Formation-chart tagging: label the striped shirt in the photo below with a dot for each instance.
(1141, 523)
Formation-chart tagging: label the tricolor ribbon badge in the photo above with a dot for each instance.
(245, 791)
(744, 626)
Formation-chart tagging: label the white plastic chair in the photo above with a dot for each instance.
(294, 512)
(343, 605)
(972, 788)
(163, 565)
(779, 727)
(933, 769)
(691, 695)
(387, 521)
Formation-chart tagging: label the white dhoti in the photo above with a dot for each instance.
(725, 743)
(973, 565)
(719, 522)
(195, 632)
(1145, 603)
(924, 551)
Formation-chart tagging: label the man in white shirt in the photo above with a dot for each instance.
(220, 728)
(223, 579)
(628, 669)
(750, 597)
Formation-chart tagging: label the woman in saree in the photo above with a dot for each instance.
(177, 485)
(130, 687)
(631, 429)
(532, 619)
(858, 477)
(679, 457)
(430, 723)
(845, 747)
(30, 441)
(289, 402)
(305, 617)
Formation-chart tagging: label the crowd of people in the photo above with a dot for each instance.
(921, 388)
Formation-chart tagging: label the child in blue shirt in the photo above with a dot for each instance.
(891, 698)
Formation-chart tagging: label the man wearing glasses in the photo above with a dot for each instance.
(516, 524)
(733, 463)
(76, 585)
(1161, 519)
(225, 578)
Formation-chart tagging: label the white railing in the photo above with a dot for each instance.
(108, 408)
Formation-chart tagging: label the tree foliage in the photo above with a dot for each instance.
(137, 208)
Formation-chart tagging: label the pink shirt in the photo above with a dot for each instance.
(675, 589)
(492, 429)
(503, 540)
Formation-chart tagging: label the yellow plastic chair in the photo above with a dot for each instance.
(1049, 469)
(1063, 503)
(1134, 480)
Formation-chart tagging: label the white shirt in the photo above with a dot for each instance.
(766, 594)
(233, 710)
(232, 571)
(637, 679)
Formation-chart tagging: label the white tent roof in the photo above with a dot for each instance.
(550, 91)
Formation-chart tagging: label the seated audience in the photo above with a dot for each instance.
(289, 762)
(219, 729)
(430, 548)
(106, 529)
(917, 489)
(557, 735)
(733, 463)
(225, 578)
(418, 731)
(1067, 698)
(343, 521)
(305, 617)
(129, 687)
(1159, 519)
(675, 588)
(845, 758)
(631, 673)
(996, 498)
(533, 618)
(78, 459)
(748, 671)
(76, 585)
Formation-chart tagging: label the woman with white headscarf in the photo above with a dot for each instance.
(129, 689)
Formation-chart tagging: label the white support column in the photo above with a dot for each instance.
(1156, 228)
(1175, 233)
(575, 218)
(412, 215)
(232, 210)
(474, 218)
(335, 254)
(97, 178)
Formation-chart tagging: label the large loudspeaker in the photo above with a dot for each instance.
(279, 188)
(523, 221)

================

◆ **TASK REQUIREMENTS**
All of the lines above must be returned exactly.

◆ **REPLY**
Formation-chart tagging: label the striped shirt in the photo below with a dot for each instance.
(1141, 523)
Formation-chart tagging: label the tricolor ribbon badge in the photo above with a dot for each instance.
(245, 791)
(744, 626)
Formation-chart tagging: label the white plastic chair in the photo above with a dot for each instance.
(294, 512)
(343, 605)
(972, 788)
(163, 565)
(779, 727)
(933, 769)
(691, 695)
(387, 521)
Formation-chart tagging: label the white dhoti in the photo above with a dot for each instance.
(725, 743)
(973, 565)
(719, 522)
(195, 632)
(1145, 603)
(924, 551)
Formation-chart tagging: label the man in white shirt in the photo above with a dot for each instance.
(220, 728)
(223, 579)
(628, 669)
(750, 597)
Formation-chart tagging: label the woman in saree in the photo above with a dot for each instance.
(177, 485)
(130, 687)
(631, 429)
(532, 619)
(858, 477)
(679, 457)
(430, 723)
(845, 747)
(30, 441)
(289, 402)
(305, 617)
Formation-chart tagging: label the crowd of people in the photo above with a dot for each instance.
(921, 388)
Formation-chart tagging: label the child in blue shirt in the photo above with a dot for each instance.
(891, 698)
Formation-chart tagging: label the man wearing glasses in the photo above with a dot for each instance.
(516, 524)
(733, 463)
(76, 585)
(1161, 519)
(225, 578)
Formation-chart tagging: label the white railing in the photo above with a dot for each instance.
(108, 408)
Formation-chart tagging: label the tree foliage in the photo above with a dot for each instance.
(137, 208)
Formation-chart tagging: label the pink shirt in the photo above with a dot for each instance.
(675, 589)
(492, 429)
(503, 540)
Formation-chart tagging: label the yellow plastic chair in the photo above with a dot for each instance.
(1049, 469)
(1063, 503)
(1134, 480)
Formation-chart tagging: label the white shirt in the photo above with a dot for each instance.
(766, 594)
(233, 710)
(232, 571)
(637, 679)
Formation-chart tagging: label the white tent roof in the photo above with a dot for each instance.
(550, 91)
Formation-chart tagging: label the seated audience in the photo above with a dot for each instance.
(289, 762)
(219, 729)
(430, 548)
(106, 529)
(917, 489)
(557, 735)
(733, 463)
(225, 578)
(418, 731)
(1067, 698)
(343, 521)
(305, 617)
(129, 687)
(1159, 519)
(675, 588)
(845, 758)
(631, 673)
(996, 498)
(533, 618)
(78, 459)
(748, 671)
(76, 585)
Formation-chart tagging: label the woman with white headscarf in the photo above with a dot for each instance.
(129, 689)
Formation-chart tagging: label the white support column in the photo above with a dot for each instance.
(1156, 228)
(1175, 233)
(575, 218)
(412, 215)
(232, 210)
(474, 218)
(335, 254)
(97, 178)
Formation-chart tagging: label the large loudspeaker in the photo above with a dot for each instance.
(279, 188)
(523, 221)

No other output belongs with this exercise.